• WHAT IS NEEDED:
All the data should come back exactly as it was given.

• LISTED ENTRIES:
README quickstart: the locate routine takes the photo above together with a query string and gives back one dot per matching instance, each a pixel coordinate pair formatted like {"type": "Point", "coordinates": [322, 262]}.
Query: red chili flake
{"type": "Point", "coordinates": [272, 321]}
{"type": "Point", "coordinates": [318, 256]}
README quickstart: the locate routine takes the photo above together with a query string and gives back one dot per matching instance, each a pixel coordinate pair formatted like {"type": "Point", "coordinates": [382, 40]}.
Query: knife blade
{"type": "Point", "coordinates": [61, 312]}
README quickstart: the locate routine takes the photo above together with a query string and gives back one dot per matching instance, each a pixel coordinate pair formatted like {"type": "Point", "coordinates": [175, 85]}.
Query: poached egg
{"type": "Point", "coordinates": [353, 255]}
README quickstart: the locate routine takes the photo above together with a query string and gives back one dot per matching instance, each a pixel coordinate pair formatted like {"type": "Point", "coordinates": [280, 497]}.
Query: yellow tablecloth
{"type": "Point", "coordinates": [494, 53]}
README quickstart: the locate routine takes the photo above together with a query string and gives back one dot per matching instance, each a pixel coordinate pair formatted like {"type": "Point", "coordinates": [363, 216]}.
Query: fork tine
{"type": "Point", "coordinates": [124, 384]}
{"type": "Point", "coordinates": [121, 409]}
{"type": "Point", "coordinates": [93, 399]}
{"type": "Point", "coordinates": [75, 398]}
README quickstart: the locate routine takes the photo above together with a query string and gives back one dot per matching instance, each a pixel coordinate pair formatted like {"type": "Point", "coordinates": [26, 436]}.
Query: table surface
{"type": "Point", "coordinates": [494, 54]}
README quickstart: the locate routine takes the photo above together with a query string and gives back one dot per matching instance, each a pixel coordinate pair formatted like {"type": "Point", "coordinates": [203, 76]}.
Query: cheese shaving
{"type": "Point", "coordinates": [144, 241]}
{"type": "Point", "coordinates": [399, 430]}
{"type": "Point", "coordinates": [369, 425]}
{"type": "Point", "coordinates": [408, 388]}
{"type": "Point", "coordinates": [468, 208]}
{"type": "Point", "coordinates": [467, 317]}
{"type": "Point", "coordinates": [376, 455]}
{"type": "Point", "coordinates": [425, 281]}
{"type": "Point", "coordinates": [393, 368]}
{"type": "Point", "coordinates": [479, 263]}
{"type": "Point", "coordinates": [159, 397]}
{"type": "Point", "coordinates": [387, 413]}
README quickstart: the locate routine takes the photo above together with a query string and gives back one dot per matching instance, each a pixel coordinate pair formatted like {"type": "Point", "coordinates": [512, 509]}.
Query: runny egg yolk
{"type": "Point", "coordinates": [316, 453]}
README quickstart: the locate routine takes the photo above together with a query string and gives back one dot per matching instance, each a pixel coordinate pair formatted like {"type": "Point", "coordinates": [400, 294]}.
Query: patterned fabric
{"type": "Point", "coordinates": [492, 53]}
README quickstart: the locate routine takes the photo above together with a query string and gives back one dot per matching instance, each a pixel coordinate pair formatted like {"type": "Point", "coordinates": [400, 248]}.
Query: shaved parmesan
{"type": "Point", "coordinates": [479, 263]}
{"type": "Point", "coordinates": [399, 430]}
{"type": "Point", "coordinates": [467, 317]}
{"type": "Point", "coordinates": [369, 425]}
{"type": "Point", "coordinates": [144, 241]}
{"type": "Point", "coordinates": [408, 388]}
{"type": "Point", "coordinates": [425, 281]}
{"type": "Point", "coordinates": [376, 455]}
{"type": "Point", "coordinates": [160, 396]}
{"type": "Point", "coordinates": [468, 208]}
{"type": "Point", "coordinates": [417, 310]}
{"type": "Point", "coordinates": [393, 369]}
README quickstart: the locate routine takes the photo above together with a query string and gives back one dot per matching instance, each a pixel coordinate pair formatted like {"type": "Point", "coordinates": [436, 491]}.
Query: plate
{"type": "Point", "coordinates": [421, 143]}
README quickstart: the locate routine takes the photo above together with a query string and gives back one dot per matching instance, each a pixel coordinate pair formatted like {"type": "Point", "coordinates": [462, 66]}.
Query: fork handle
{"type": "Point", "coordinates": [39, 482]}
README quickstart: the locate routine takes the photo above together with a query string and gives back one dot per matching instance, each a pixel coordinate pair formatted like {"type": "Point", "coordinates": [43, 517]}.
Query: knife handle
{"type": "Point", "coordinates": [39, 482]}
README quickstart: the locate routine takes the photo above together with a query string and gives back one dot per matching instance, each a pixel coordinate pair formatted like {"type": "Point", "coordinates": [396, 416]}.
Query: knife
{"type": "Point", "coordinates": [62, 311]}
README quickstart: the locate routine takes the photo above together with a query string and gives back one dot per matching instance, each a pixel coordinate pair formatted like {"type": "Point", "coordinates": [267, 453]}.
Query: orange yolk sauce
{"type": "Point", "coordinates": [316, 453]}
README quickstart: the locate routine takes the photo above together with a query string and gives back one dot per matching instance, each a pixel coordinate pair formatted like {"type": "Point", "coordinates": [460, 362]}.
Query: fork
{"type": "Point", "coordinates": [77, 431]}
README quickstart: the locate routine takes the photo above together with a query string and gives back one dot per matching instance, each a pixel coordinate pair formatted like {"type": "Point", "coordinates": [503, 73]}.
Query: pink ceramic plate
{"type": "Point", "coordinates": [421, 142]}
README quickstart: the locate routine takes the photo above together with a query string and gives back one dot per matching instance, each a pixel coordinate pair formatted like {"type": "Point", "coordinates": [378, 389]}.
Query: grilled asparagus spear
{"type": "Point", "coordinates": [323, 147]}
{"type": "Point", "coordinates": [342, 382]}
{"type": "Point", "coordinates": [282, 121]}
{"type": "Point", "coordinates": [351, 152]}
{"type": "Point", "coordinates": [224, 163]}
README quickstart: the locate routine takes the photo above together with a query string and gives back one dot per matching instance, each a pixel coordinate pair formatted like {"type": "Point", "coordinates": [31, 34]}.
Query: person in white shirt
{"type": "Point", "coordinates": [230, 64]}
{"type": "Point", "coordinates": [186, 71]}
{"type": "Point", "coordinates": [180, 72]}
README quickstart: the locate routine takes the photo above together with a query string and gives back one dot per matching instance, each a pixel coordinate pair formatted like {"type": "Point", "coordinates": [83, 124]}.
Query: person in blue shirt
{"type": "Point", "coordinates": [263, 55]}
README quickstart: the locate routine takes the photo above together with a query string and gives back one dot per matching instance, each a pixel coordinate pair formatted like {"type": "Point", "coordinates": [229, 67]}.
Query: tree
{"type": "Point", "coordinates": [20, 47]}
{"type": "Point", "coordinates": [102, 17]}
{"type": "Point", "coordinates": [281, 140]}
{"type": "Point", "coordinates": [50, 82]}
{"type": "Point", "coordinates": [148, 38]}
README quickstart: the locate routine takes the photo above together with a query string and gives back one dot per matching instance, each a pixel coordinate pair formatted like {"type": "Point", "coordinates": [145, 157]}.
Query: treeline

• RESPONSE TO THE EXERCISE:
README quickstart: the locate routine takes the photo above together with a query string and gives back one dot per matching instance, each a pixel coordinate pair formatted like {"type": "Point", "coordinates": [322, 262]}.
Query: red chili flake
{"type": "Point", "coordinates": [272, 321]}
{"type": "Point", "coordinates": [318, 256]}
README quickstart: the locate routine takes the photo above together with a query string and gives back one dot per matching instance, each a pixel coordinate pair formatted like {"type": "Point", "coordinates": [382, 40]}.
Query: knife blade
{"type": "Point", "coordinates": [61, 312]}
README quickstart: the locate routine takes the photo above together with a query string and gives back one dot per matching instance, each a pixel coordinate pair formatted like {"type": "Point", "coordinates": [175, 85]}.
Query: poached egg
{"type": "Point", "coordinates": [353, 255]}
README quickstart: the locate routine takes the photo above together with a query string and gives back one dot per matching instance, each a pixel coordinate pair formatted like {"type": "Point", "coordinates": [280, 497]}.
Query: yellow tablecloth
{"type": "Point", "coordinates": [494, 53]}
README quickstart: the locate routine takes the photo above together with a query string and gives back one dot per matching instance, each a pixel coordinate pair formatted like {"type": "Point", "coordinates": [363, 216]}.
Query: fork tine
{"type": "Point", "coordinates": [124, 384]}
{"type": "Point", "coordinates": [121, 409]}
{"type": "Point", "coordinates": [93, 399]}
{"type": "Point", "coordinates": [75, 398]}
README quickstart: the locate routine takes the photo above together with a query string and gives back one dot per matching instance, each a pixel coordinate pair formatted like {"type": "Point", "coordinates": [26, 436]}.
Query: table surface
{"type": "Point", "coordinates": [494, 54]}
README quickstart: the locate routine takes the photo above together with a query string and gives back one dot per matching instance, each a pixel coordinate pair formatted like {"type": "Point", "coordinates": [203, 76]}.
Query: cheese shaving
{"type": "Point", "coordinates": [144, 241]}
{"type": "Point", "coordinates": [399, 430]}
{"type": "Point", "coordinates": [369, 425]}
{"type": "Point", "coordinates": [408, 388]}
{"type": "Point", "coordinates": [468, 208]}
{"type": "Point", "coordinates": [467, 317]}
{"type": "Point", "coordinates": [376, 455]}
{"type": "Point", "coordinates": [425, 281]}
{"type": "Point", "coordinates": [393, 368]}
{"type": "Point", "coordinates": [479, 263]}
{"type": "Point", "coordinates": [159, 397]}
{"type": "Point", "coordinates": [387, 413]}
README quickstart: the locate routine takes the photo above together with a query string and gives back one dot per matching instance, each a pixel coordinate pair formatted like {"type": "Point", "coordinates": [512, 509]}.
Query: runny egg yolk
{"type": "Point", "coordinates": [316, 453]}
README quickstart: the locate routine takes the photo above together with a query string and gives back one dot per matching instance, each a pixel coordinate pair formatted like {"type": "Point", "coordinates": [400, 294]}.
Query: patterned fabric
{"type": "Point", "coordinates": [492, 53]}
README quickstart: the locate routine takes the photo above together with a query string and gives back one dot per matching instance, each a pixel coordinate pair formatted like {"type": "Point", "coordinates": [400, 248]}.
Query: shaved parmesan
{"type": "Point", "coordinates": [479, 263]}
{"type": "Point", "coordinates": [399, 430]}
{"type": "Point", "coordinates": [467, 317]}
{"type": "Point", "coordinates": [369, 425]}
{"type": "Point", "coordinates": [144, 241]}
{"type": "Point", "coordinates": [408, 388]}
{"type": "Point", "coordinates": [425, 281]}
{"type": "Point", "coordinates": [376, 455]}
{"type": "Point", "coordinates": [160, 396]}
{"type": "Point", "coordinates": [468, 208]}
{"type": "Point", "coordinates": [417, 310]}
{"type": "Point", "coordinates": [393, 369]}
README quickstart: the locate routine takes the photo above together with a query string and gives back one dot per matching instance, each a pixel coordinate pair formatted like {"type": "Point", "coordinates": [436, 491]}.
Query: plate
{"type": "Point", "coordinates": [421, 143]}
README quickstart: the locate routine takes the photo above together with a query string and gives back one dot per matching instance, each a pixel coordinate pair formatted like {"type": "Point", "coordinates": [462, 66]}.
Query: fork handle
{"type": "Point", "coordinates": [39, 482]}
README quickstart: the locate routine takes the photo above together with a query string and gives back one dot per matching instance, each a pixel coordinate pair formatted like {"type": "Point", "coordinates": [43, 517]}.
Query: knife handle
{"type": "Point", "coordinates": [39, 482]}
README quickstart: the locate routine takes the photo above together with a query string and gives back one dot per matching instance, each a pixel coordinate pair formatted like {"type": "Point", "coordinates": [396, 416]}.
Query: knife
{"type": "Point", "coordinates": [62, 311]}
README quickstart: the locate routine takes the photo above together with a query string and gives back one dot per matching instance, each a pixel coordinate pair formatted like {"type": "Point", "coordinates": [267, 453]}.
Query: orange yolk sauce
{"type": "Point", "coordinates": [316, 453]}
README quickstart: the locate routine takes the photo above together with a query string and gives back one dot per matching instance, each a pixel coordinate pair formatted like {"type": "Point", "coordinates": [460, 362]}.
Query: fork
{"type": "Point", "coordinates": [77, 431]}
README quickstart: the locate routine takes the photo above together with a query string and gives back one dot per matching instance, each a pixel coordinate pair formatted like {"type": "Point", "coordinates": [503, 73]}.
Query: pink ceramic plate
{"type": "Point", "coordinates": [421, 142]}
README quickstart: the locate routine takes the photo above together with a query string and gives back one dot per matching instance, each a pixel coordinate pair formatted like {"type": "Point", "coordinates": [378, 389]}.
Query: grilled asparagus spear
{"type": "Point", "coordinates": [323, 147]}
{"type": "Point", "coordinates": [342, 382]}
{"type": "Point", "coordinates": [282, 121]}
{"type": "Point", "coordinates": [351, 152]}
{"type": "Point", "coordinates": [224, 163]}
README quickstart: the locate routine takes the photo above together with a query string and gives back one dot per matching instance, each a pixel coordinate pair formatted like {"type": "Point", "coordinates": [31, 34]}.
Query: person in white shirt
{"type": "Point", "coordinates": [230, 64]}
{"type": "Point", "coordinates": [186, 71]}
{"type": "Point", "coordinates": [180, 72]}
README quickstart: the locate routine takes the photo above together with a query string and gives back one dot per matching instance, each a pixel coordinate pair formatted like {"type": "Point", "coordinates": [83, 124]}.
Query: person in blue shirt
{"type": "Point", "coordinates": [263, 55]}
README quickstart: the locate routine takes the photo above together with a query string and gives back one dot per matching instance, each a pixel coordinate pair formatted like {"type": "Point", "coordinates": [229, 67]}.
Query: tree
{"type": "Point", "coordinates": [20, 47]}
{"type": "Point", "coordinates": [102, 17]}
{"type": "Point", "coordinates": [281, 140]}
{"type": "Point", "coordinates": [50, 82]}
{"type": "Point", "coordinates": [148, 38]}
README quickstart: the locate routine takes the photo above together with a query string and gives back one dot per matching instance, each a pixel coordinate pair formatted like {"type": "Point", "coordinates": [145, 157]}.
Query: treeline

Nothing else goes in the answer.